What is expected:
Without including the pictures, copy each line below exactly as it reads.

┄┄┄┄┄┄

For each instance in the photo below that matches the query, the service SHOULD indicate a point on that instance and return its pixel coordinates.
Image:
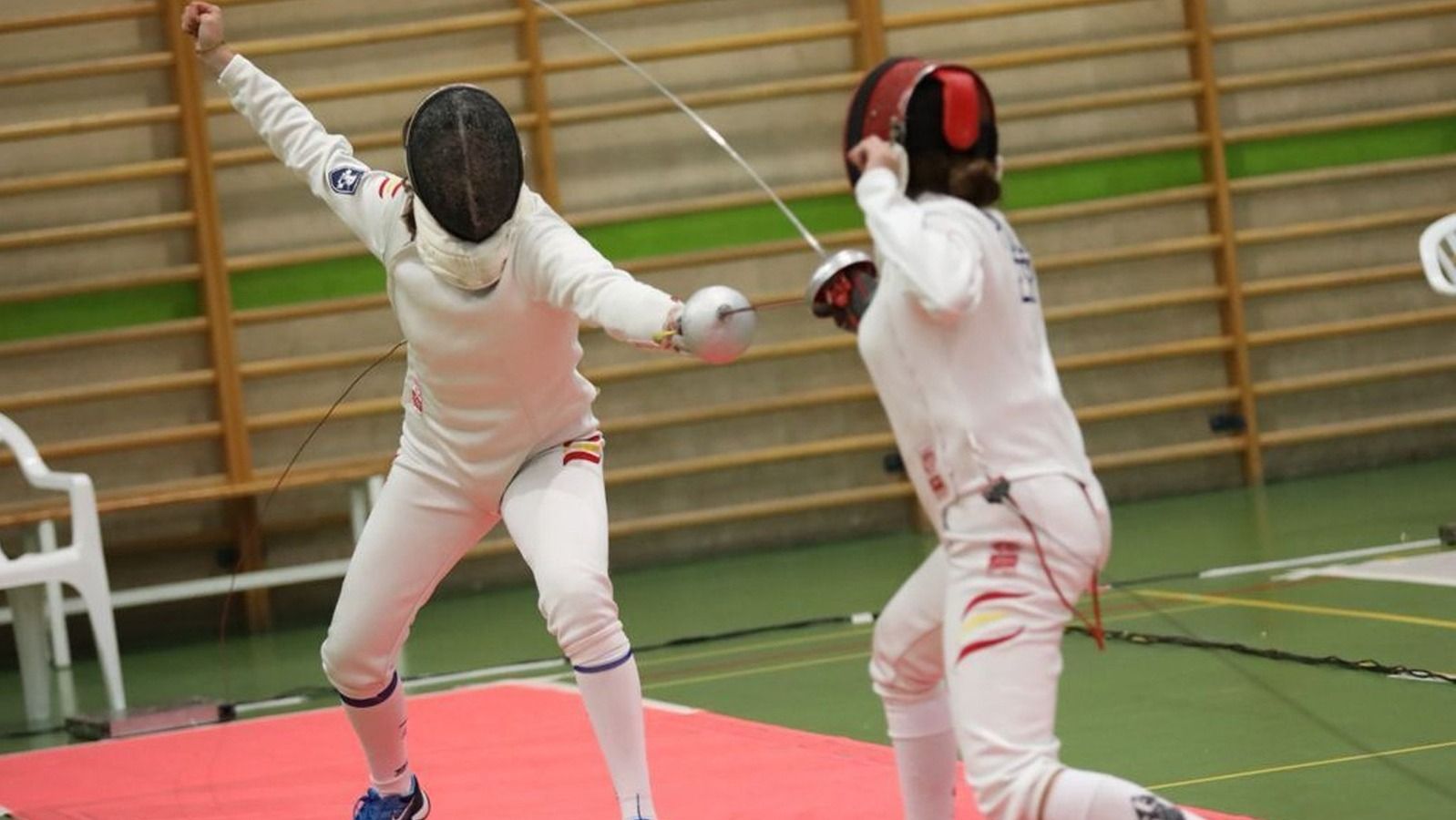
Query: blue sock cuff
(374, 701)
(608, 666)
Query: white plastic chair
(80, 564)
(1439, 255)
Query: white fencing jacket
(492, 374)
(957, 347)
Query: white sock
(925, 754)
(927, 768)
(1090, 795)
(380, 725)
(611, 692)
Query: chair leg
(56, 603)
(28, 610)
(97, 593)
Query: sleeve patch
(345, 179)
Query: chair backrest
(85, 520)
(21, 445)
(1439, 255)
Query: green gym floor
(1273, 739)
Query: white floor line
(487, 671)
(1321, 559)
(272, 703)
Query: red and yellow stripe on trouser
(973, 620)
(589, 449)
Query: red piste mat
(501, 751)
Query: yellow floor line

┄┄┄┄┄┄

Final answer:
For each instance in the photo below that matches the query, the service SHOULD indicate a point on that instance and return its pixel coordinates.
Image:
Query: blue sock cuff
(374, 701)
(608, 666)
Query: white plastic chair
(80, 564)
(1439, 255)
Query: white fencing jacket
(492, 374)
(957, 347)
Query: white sock
(925, 754)
(927, 768)
(1090, 795)
(380, 725)
(611, 692)
Query: chair leg
(56, 603)
(28, 610)
(97, 593)
Query: sleeve patch
(345, 179)
Query: chair backrest
(85, 520)
(21, 445)
(1439, 255)
Query: green gym floor
(1273, 739)
Query: white floor line
(487, 671)
(1321, 559)
(272, 703)
Query: red and yellow stripe on trouser
(973, 620)
(589, 449)
Query: red piste mat
(501, 751)
Query: yellow floor line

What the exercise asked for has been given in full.